→ **GIVEN REQUEST**: Pick out every line of the listing below that contains the string "mask", and copy each one. Case counts.

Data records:
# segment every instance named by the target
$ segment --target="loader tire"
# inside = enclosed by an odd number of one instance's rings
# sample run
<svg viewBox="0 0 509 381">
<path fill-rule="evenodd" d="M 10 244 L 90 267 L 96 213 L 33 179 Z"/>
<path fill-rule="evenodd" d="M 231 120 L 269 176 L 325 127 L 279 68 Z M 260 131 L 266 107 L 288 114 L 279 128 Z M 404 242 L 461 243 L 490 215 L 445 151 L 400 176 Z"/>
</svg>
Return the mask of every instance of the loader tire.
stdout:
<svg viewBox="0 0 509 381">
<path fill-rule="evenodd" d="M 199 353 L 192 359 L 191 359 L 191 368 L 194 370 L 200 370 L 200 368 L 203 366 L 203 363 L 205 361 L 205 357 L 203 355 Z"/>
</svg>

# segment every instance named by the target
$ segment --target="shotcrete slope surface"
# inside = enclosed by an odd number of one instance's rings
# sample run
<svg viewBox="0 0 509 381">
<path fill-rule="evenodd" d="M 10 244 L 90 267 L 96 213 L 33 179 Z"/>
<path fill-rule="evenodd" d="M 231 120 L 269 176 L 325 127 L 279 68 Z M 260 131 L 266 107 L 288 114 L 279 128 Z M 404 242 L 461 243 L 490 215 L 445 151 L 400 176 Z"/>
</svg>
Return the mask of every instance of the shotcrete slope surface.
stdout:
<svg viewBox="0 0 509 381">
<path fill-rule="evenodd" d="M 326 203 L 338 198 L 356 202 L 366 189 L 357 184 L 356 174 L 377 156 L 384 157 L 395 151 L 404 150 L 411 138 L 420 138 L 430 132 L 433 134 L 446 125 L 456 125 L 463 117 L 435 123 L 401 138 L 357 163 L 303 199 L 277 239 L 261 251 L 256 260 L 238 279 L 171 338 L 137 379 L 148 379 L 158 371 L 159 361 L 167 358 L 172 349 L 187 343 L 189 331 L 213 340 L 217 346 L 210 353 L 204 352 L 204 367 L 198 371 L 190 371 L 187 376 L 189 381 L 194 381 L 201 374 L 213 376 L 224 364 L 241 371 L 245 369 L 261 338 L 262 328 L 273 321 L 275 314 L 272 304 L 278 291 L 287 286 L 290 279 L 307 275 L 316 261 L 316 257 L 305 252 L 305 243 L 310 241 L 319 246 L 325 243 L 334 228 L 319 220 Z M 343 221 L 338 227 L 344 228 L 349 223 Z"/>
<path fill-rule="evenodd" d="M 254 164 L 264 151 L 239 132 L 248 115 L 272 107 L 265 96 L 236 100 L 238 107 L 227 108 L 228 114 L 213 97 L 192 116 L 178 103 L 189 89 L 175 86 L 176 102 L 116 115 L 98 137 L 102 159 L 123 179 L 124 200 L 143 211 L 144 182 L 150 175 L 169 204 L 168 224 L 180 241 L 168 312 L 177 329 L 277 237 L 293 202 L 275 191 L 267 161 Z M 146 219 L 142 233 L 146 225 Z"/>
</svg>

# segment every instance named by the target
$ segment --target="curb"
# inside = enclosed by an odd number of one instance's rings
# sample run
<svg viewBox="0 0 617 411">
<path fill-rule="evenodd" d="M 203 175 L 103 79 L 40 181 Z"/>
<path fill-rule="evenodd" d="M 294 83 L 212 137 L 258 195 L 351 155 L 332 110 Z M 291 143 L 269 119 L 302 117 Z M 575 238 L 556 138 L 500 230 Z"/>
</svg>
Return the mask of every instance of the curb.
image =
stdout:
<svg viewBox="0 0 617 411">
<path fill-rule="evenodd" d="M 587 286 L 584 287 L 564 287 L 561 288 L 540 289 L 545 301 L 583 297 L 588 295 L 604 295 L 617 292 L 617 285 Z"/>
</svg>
==
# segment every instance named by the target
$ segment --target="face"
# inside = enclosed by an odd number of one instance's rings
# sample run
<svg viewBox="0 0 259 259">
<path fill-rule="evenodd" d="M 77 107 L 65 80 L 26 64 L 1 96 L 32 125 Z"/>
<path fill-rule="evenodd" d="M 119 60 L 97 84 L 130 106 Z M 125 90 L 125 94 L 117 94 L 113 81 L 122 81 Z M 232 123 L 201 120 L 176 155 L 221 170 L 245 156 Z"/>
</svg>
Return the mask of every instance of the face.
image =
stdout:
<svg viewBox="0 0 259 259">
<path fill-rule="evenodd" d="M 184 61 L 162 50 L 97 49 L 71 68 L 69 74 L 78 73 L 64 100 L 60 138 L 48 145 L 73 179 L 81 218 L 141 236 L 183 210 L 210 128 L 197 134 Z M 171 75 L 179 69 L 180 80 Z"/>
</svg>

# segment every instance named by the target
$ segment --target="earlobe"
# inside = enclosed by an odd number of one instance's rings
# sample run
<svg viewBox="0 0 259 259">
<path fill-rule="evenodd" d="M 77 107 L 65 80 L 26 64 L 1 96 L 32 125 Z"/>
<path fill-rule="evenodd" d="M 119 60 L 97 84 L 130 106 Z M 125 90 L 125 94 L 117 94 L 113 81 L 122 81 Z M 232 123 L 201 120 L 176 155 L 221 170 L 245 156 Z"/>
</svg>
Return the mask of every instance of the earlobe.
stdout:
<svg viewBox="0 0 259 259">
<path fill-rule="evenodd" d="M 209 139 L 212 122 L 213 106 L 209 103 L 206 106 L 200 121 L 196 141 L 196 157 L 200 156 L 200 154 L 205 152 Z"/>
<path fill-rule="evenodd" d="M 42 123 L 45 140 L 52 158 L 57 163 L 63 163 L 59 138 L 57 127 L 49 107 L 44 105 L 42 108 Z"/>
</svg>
---
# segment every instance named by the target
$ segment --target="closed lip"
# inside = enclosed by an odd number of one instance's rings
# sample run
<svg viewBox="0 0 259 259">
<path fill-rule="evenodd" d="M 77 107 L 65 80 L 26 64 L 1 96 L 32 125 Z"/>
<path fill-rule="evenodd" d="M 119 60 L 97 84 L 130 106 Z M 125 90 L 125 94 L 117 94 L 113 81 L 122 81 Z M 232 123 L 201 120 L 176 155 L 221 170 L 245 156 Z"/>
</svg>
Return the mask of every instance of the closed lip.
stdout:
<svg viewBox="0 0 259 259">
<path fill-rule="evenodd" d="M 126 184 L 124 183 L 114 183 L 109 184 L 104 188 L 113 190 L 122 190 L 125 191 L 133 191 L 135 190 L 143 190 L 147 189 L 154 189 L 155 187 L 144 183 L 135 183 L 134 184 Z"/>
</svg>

→ **EXERCISE RESULT**:
Return the mask of every instance of the loader tire.
Return the mask of every instance of the shotcrete slope surface.
Return the mask of every instance of the curb.
Return the mask of every instance of the face.
Return the mask of every instance of the earlobe.
Return the mask of every instance of the closed lip.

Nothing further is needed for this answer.